**Selected passage**:

Posted June 29, 2020 in Mitchell F. Green, Robert M. Kramer, Asset Protection, Corporate and Taxation, Estate Planning and Probate, News

On June 22, the SBA released new Interim Final Rules (IFR) relating to Loan Forgiveness. The IFR updates prior IFRs to conform to the PPP Flexibility Act (PPPFA), specifically relating to the maturity of PPP loans, the deferral of PPP loan payments, and the PPP loan forgiveness process.

The highlights of the IFR are as follows:

1.  Borrowers can file for forgiveness during the 24-week period immediately after they have spent their PPP loan proceeds on “eligible expenses.” They do not have to wait until the end of their 24-week period, which is what was originally thought under the PPPFA. As addressed in a prior Legal Beat, under the PPPFA, borrowers who received their loans on or after June 5, 2020 have a 24-week forgiveness period, while those who received the loan prior to such date, could elect, instead, an 8-week forgiveness period.

The IFR specifically provides that a borrower may submit a loan forgiveness application any time on or before the maturity date of the loan – including before the end of the covered period – if the borrower has used all of the loan proceeds for which the borrower is requesting forgiveness. So long as a borrower has spent all of their loan proceeds, they will be able to apply for forgiveness at any point.

**Data extract**:
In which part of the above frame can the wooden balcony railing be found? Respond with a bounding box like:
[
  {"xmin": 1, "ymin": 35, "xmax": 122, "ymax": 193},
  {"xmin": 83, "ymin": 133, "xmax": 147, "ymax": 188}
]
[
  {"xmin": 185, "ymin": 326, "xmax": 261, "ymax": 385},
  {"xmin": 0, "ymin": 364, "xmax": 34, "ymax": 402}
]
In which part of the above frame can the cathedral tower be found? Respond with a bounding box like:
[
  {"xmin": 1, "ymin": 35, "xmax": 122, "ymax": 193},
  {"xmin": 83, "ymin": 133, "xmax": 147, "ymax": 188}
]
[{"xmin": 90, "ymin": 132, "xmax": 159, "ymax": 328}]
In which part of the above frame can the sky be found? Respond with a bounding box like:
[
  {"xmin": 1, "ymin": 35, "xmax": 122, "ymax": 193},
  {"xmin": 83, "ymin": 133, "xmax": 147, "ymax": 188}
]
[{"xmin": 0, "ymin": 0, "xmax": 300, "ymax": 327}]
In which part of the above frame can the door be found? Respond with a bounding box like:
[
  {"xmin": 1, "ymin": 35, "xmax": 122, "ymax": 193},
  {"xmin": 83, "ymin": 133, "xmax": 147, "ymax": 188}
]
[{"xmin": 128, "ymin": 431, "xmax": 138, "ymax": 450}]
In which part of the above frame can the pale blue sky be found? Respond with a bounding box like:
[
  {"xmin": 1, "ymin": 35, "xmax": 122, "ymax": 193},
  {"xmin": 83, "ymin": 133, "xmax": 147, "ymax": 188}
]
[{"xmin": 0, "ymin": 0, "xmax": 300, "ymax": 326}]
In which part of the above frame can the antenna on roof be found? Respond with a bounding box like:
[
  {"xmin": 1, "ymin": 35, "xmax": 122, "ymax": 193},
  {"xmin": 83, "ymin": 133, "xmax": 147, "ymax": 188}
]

**Work instruction 1**: In the PPP loan forgiveness passage, on what date did the SBA release the new Interim Final Rules?
**Work instruction 2**: Print the part of the PPP loan forgiveness passage starting with "On June 22, the" and going on through "8-week forgiveness period.".

**Response area 1**: June 22

**Response area 2**:
On June 22, the SBA released new Interim Final Rules (IFR) relating to Loan Forgiveness. The IFR updates prior IFRs to conform to the PPP Flexibility Act (PPPFA), specifically relating to the maturity of PPP loans, the deferral of PPP loan payments, and the PPP loan forgiveness process.

The highlights of the IFR are as follows:

1.  Borrowers can file for forgiveness during the 24-week period immediately after they have spent their PPP loan proceeds on “eligible expenses.” They do not have to wait until the end of their 24-week period, which is what was originally thought under the PPPFA. As addressed in a prior Legal Beat, under the PPPFA, borrowers who received their loans on or after June 5, 2020 have a 24-week forgiveness period, while those who received the loan prior to such date, could elect, instead, an 8-week forgiveness period.